WORK TO COMPLETE:
No line of the records may be dropped; print them all again exactly.

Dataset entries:
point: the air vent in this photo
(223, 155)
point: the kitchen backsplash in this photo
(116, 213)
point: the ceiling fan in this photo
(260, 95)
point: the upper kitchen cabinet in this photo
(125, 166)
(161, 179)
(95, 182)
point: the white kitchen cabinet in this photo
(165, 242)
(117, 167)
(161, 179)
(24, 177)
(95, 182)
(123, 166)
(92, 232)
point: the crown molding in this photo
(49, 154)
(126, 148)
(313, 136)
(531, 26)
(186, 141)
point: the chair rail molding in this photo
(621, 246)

RESULT OF THE EXERCISE:
point: the air vent in this photo
(223, 155)
point: the kitchen backsplash in this photo
(116, 213)
point: the ceiling fan in this photo
(260, 95)
point: the upper kitchen cabinet in this photo
(125, 166)
(161, 179)
(95, 182)
point: the white kitchen cabinet in this photo
(165, 242)
(117, 167)
(161, 179)
(24, 177)
(95, 182)
(123, 166)
(92, 232)
point: the crown molding in this photo
(49, 154)
(126, 148)
(313, 136)
(531, 26)
(186, 141)
point: the chair rail molding in this photo
(621, 246)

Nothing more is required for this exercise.